● **PROBLEM TO SOLVE**: Reproduce the rows below, substituting "object" for every occurrence of "instance" and keeping everything else identical.

A run of records

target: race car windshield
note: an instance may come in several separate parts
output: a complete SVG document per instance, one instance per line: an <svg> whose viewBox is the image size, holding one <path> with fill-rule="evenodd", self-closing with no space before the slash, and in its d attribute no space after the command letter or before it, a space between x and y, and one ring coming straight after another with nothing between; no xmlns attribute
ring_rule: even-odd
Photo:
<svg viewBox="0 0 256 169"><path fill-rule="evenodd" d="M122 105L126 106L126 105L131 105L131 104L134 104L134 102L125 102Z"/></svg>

● **THE OUTPUT**:
target: race car windshield
note: an object may come in several separate parts
output: a complete SVG document per object, one object per line: an <svg> whose viewBox is the image size, holding one <path> with fill-rule="evenodd", self-closing with no space before the slash, and in its d attribute no space after the command letter or before it, a space between x and y, and one ring coming straight after another with nothing between; no xmlns attribute
ring_rule: even-odd
Photo:
<svg viewBox="0 0 256 169"><path fill-rule="evenodd" d="M122 105L126 106L126 105L131 105L131 104L134 104L134 102L125 102Z"/></svg>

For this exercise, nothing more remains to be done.